■ WRITTEN EXERCISE: Copy out the part of the Blue Planet II article that opens with "Pulling off such" and closes with "years to complete.", renaming "Teamwork" as "Collaboration".

■ SOURCE EXTRACT:
‘Planet Earth: Blue Planet II’: Behind the Scenes of the Stunning Nature Series
Breathtaking and eye-popping, Planet Earth: Blue Planet II is the ultra-cool science lesson we wish we’d had in school. BBC America’s eight-episode documentary about the world’s waters and all the cute, scary and squishy things that live in them taught us enough facts to fill, well, an ocean. Did you know a cuttlefish supposedly changes its colors so it can hypnotize crabs in order to eat them? Or that scavengers can feed off a 30-ton whale carcass for more than a year? Neither did we.
Pulling off such a fact-filled follow-up to the 2001 science special Blue Planet was no easy feat. It filmed on all seven continents, in all five oceans and required some crew members to dive as deep as 3,000 feet underwater. (That’s more than twice the length of the Empire State Building.) Producer Orla Doherty reveals to TV Guide Magazine what was needed to bring sea life to our screens.
Teamwork (and lots of it)
“Overall,” Doherty says, “we estimate more than 1,000 people in all to have been directly involved in the filming for the series.” A core group of 25 worked out of Bristol, England, overseeing the entire operation, and each shoot required from five to as many as 40 camera operators, divers and support staff. Even with that many employees, Blue Planet II took four years to complete.

■ EXTRACTED INFORMATION:
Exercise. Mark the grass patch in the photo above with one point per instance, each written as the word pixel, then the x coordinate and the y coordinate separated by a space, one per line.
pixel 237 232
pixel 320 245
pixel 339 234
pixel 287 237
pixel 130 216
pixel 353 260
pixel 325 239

■ FINAL ANSWER:
Pulling off such a fact-filled follow-up to the 2001 science special Blue Planet was no easy feat. It filmed on all seven continents, in all five oceans and required some crew members to dive as deep as 3,000 feet underwater. (That’s more than twice the length of the Empire State Building.) Producer Orla Doherty reveals to TV Guide Magazine what was needed to bring sea life to our screens.
Collaboration (and lots of it)
“Overall,” Doherty says, “we estimate more than 1,000 people in all to have been directly involved in the filming for the series.” A core group of 25 worked out of Bristol, England, overseeing the entire operation, and each shoot required from five to as many as 40 camera operators, divers and support staff. Even with that many employees, Blue Planet II took four years to complete.